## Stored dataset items
◇ ◇ ◇
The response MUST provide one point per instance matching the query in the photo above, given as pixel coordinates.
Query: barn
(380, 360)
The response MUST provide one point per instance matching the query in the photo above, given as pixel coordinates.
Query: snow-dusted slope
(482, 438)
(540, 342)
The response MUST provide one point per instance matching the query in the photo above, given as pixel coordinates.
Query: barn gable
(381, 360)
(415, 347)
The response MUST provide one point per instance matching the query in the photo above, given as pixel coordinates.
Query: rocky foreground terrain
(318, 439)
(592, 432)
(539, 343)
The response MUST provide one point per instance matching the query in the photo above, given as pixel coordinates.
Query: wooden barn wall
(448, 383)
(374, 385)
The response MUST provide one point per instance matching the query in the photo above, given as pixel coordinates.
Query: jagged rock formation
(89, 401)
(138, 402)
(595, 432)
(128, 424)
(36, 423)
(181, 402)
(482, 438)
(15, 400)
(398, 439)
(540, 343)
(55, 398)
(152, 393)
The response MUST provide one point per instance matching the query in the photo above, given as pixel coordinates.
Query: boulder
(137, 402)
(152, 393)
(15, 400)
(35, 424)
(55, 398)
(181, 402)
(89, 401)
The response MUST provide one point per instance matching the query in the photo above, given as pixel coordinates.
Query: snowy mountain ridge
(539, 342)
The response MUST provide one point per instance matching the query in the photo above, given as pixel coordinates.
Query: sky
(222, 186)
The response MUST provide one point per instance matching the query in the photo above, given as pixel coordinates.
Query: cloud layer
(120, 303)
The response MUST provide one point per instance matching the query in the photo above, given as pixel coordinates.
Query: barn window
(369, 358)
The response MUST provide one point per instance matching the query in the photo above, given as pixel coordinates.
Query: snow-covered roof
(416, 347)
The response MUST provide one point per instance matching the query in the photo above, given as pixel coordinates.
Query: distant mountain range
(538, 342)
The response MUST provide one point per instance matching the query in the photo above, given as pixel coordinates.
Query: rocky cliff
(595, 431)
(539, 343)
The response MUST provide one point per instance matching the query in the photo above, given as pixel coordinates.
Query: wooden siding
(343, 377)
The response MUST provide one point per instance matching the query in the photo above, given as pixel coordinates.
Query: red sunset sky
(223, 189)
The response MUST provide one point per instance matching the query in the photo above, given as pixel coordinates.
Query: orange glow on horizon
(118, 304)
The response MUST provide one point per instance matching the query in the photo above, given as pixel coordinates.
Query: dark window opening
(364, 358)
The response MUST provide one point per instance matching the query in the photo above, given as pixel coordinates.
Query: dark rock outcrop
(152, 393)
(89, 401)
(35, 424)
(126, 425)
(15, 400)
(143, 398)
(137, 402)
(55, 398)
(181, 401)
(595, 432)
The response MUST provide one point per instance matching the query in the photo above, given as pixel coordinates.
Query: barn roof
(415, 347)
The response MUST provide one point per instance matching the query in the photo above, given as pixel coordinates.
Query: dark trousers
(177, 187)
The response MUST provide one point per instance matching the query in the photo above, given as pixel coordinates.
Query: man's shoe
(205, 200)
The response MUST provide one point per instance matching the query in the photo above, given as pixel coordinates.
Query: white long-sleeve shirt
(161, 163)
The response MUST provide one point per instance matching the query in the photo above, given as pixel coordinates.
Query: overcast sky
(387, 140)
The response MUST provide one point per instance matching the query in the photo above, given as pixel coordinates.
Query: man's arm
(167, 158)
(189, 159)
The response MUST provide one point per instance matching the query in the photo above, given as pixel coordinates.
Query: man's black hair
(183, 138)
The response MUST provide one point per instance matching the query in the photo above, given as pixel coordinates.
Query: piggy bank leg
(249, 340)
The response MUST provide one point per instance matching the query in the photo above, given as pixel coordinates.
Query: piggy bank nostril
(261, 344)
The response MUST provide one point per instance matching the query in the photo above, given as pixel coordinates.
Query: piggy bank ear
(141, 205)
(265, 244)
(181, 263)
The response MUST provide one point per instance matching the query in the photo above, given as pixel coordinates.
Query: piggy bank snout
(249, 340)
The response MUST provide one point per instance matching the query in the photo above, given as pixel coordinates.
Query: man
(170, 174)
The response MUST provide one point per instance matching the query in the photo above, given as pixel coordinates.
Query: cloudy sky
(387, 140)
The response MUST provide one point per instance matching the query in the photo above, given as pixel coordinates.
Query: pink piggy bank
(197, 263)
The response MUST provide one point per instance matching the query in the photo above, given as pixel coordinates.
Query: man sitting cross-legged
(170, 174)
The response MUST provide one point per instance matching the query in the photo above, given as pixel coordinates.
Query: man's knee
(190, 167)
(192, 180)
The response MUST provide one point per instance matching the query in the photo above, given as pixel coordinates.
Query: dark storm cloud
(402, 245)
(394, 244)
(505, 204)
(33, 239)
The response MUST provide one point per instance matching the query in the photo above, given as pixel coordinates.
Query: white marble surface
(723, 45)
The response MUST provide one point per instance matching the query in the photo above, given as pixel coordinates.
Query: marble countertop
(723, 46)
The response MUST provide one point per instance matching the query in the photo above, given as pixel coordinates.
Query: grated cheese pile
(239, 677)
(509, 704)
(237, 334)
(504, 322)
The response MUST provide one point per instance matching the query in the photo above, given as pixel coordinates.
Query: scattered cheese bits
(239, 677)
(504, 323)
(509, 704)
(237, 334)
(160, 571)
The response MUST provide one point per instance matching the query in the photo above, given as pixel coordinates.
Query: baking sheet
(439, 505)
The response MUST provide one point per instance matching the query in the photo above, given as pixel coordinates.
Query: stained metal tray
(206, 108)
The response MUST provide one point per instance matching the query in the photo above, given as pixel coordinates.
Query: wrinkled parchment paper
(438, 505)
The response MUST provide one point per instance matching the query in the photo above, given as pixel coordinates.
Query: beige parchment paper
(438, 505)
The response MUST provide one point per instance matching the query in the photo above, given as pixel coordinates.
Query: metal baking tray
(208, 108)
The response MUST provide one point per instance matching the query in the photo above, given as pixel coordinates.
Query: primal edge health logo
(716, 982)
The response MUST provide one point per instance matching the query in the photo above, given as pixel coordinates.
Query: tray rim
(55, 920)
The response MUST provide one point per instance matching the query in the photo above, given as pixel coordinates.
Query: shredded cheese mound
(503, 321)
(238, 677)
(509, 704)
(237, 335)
◇ ◇ ◇
## What is needed
Your task is to reproduce all of the records exactly.

## Task result
The response MUST provide one point per instance matching the query in the photo above, given as pixel coordinates.
Query: barn
(380, 360)
The response MUST provide one point per instance matching the query in the photo above, given as pixel coordinates.
Query: snow-dusted slope
(482, 438)
(540, 342)
The response MUST provide one point per instance matching the query in the photo above, given as pixel coordinates.
Query: barn gable
(381, 360)
(415, 347)
The response MUST provide one point per instance matching the query in the photo above, given as pixel coordinates.
Query: rocky foreground terrain
(318, 439)
(592, 432)
(539, 343)
The response MUST provide one point per instance matching the query in the photo above, given as pixel coordinates.
Query: wooden barn wall
(448, 383)
(374, 385)
The response MUST provide one point per instance matching the query in the photo above, given as pixel coordinates.
Query: jagged rock formation
(89, 401)
(138, 402)
(595, 432)
(128, 424)
(36, 423)
(181, 402)
(482, 438)
(15, 400)
(398, 439)
(540, 343)
(55, 398)
(152, 393)
The response MUST provide one point per instance matching the query in the photo above, given as pixel coordinates.
Query: boulder
(137, 402)
(152, 393)
(15, 400)
(35, 424)
(55, 398)
(181, 402)
(89, 401)
The response MUST provide one point per instance matching the query in the photo above, given as pixel coordinates.
Query: snowy mountain ridge
(539, 342)
The response MUST provide one point per instance matching the query in the photo above, given as pixel coordinates.
Query: sky
(222, 186)
The response MUST provide one point per instance matching the query in the photo above, given as pixel coordinates.
Query: cloud layer
(120, 303)
The response MUST provide one point per instance matching the query in the photo above, given as pixel coordinates.
Query: barn window
(369, 358)
The response MUST provide one point per instance matching the query in the photo above, given as pixel coordinates.
Query: snow-covered roof
(416, 347)
The response MUST provide one point per instance matching the query in the photo above, given as pixel coordinates.
Query: distant mountain range
(538, 342)
The response MUST provide one point per instance matching the query in the photo above, given as pixel coordinates.
Query: rocky cliff
(595, 431)
(539, 343)
The response MUST provide one point per instance matching the query in the photo above, given as pixel coordinates.
Query: wooden siding
(343, 377)
The response MUST provide one point per instance matching the query in the photo above, given as pixel coordinates.
Query: red sunset sky
(223, 189)
The response MUST provide one point per instance matching the query in the photo above, given as pixel coordinates.
Query: orange glow on horizon
(118, 304)
The response MUST provide one point per instance matching the query in the photo above, given as pixel coordinates.
Query: dark window opening
(364, 358)
The response MUST provide one point per instance matching the query in the photo above, given as pixel coordinates.
Query: dark rock outcrop
(152, 393)
(89, 401)
(35, 424)
(126, 425)
(15, 400)
(143, 398)
(137, 402)
(55, 398)
(181, 401)
(595, 432)
The response MUST provide one point per instance matching the query in the photo above, given as pixel coordinates.
Query: barn roof
(415, 347)
The response MUST provide one point per instance matching the query in the photo above, given as pixel coordinates.
Query: dark trousers
(177, 187)
The response MUST provide one point per instance matching the query in the photo above, given as pixel coordinates.
Query: man's shoe
(205, 200)
The response MUST provide one point per instance matching the query in the photo above, given as pixel coordinates.
Query: white long-sleeve shirt
(161, 163)
The response MUST provide one point per instance matching the query in the photo above, given as pixel coordinates.
Query: overcast sky
(387, 140)
The response MUST provide one point per instance matching the query in the photo above, given as pixel coordinates.
Query: man's arm
(167, 158)
(189, 159)
The response MUST provide one point per instance matching the query in the photo above, given as pixel coordinates.
Query: man's black hair
(183, 138)
The response MUST provide one point per instance matching the query in the photo above, given as pixel coordinates.
Query: piggy bank leg
(249, 340)
The response MUST provide one point per instance matching the query in the photo above, given as pixel coordinates.
Query: piggy bank nostril
(261, 344)
The response MUST provide one point per instance matching the query in the photo above, given as pixel coordinates.
Query: piggy bank ear
(141, 205)
(265, 244)
(181, 263)
The response MUST provide one point per instance matching the query in the photo above, given as pixel coordinates.
Query: piggy bank snout
(249, 340)
The response MUST provide one point per instance matching the query in the photo above, given as pixel coordinates.
Query: man
(170, 174)
The response MUST provide one point per instance matching the query in the photo above, given as pixel coordinates.
Query: cloudy sky
(387, 140)
The response MUST provide one point per instance matching the query in the photo above, given as pixel coordinates.
Query: pink piggy bank
(197, 263)
The response MUST provide one point per instance matching the query in the photo above, given as pixel coordinates.
Query: man sitting cross-legged
(170, 174)
The response MUST provide one point per instance matching the query in the photo above, given as pixel coordinates.
Query: man's knee
(190, 167)
(192, 180)
The response MUST provide one point per instance matching the query in the photo above, given as pixel coordinates.
Query: dark storm cloud
(402, 245)
(394, 244)
(505, 204)
(33, 239)
The response MUST provide one point per instance matching the query in the photo above, given as pixel coordinates.
Query: white marble surface
(723, 45)
The response MUST provide one point per instance matching the query in the photo above, given as pixel coordinates.
Query: marble countertop
(723, 46)
The response MUST provide one point per instance matching the query in the photo above, given as pixel coordinates.
Query: grated cheese pile
(239, 677)
(509, 704)
(237, 334)
(504, 322)
The response MUST provide one point per instance matching the query in the photo above, given as pixel coordinates.
Query: scattered cheese bits
(239, 677)
(504, 323)
(509, 704)
(237, 334)
(160, 571)
The response MUST provide one point per instance matching the query in the photo above, given as pixel coordinates.
Query: baking sheet
(439, 505)
The response MUST provide one point per instance matching the query in the photo above, given as pixel coordinates.
Query: stained metal tray
(206, 108)
The response MUST provide one point per instance matching the query in the photo above, given as pixel coordinates.
Query: wrinkled parchment paper
(438, 505)
The response MUST provide one point per instance matching the query in the photo above, given as pixel coordinates.
Query: beige parchment paper
(438, 505)
The response MUST provide one point per instance matching the query in the photo above, given as pixel coordinates.
Query: metal baking tray
(208, 108)
The response MUST provide one point per instance matching the query in the photo above, given as pixel coordinates.
Query: primal edge health logo
(716, 982)
The response MUST provide one point per instance matching the query in the photo above, given as pixel coordinates.
Query: tray rim
(55, 920)
The response MUST provide one point per instance matching the query in the photo above, given as pixel coordinates.
Query: shredded cheese mound
(503, 321)
(238, 677)
(509, 704)
(237, 335)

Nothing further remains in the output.